**PROBLEM REQUIREMENTS**
Repeat the first line of the listing and each line after it, exactly, through the line containing "[point] brown rocky".

**RECORDS**
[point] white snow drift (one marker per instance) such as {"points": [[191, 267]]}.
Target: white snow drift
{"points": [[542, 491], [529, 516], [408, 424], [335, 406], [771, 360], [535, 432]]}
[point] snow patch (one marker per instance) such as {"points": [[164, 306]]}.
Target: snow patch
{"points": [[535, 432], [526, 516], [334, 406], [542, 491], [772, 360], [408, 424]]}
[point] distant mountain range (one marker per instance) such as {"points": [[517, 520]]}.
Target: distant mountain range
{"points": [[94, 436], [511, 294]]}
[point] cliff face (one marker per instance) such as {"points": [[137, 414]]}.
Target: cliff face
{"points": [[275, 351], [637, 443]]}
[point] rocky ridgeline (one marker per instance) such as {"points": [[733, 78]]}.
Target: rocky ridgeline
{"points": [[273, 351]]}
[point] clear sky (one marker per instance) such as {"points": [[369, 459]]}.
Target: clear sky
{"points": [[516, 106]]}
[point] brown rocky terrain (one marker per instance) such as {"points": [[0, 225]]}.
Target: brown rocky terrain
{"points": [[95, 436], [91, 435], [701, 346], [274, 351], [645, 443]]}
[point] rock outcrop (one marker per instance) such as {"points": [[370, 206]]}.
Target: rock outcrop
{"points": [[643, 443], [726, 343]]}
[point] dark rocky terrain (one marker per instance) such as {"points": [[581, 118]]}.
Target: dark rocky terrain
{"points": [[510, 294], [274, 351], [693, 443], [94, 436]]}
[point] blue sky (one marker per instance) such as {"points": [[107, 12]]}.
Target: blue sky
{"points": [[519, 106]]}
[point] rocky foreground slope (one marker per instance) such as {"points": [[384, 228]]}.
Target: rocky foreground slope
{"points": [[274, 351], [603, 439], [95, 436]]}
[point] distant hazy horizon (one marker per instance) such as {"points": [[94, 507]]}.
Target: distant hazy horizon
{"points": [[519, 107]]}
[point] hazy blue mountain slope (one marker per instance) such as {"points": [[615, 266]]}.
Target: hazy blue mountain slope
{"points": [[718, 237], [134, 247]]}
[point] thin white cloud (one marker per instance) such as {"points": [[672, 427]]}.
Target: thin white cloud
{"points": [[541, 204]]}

**RESPONSE AREA**
[point] white snow drift (one marker per instance) such as {"points": [[191, 267]]}.
Target: white snow drift
{"points": [[542, 491], [529, 516], [408, 424], [335, 406], [771, 360], [535, 432]]}
[point] snow patch (one marker per instance) such as {"points": [[164, 306]]}.
Target: snow patch
{"points": [[535, 432], [526, 516], [334, 406], [542, 491], [772, 360], [408, 424]]}
[point] distant mountain range (one marker per instance) such as {"points": [[517, 520]]}.
Target: distant mountain range
{"points": [[94, 436], [511, 294]]}
[point] cliff face (one marker per instance) such as {"points": [[137, 414]]}.
Target: cliff face
{"points": [[275, 351], [637, 443]]}
[point] rocky ridgeline (one marker per instance) such as {"points": [[733, 78]]}.
Target: rocky ridgeline
{"points": [[273, 351]]}
[point] clear sky (one marker per instance) such as {"points": [[369, 459]]}.
Target: clear sky
{"points": [[516, 106]]}
[point] brown rocky terrain (one marker per instance) such as {"points": [[0, 225]]}.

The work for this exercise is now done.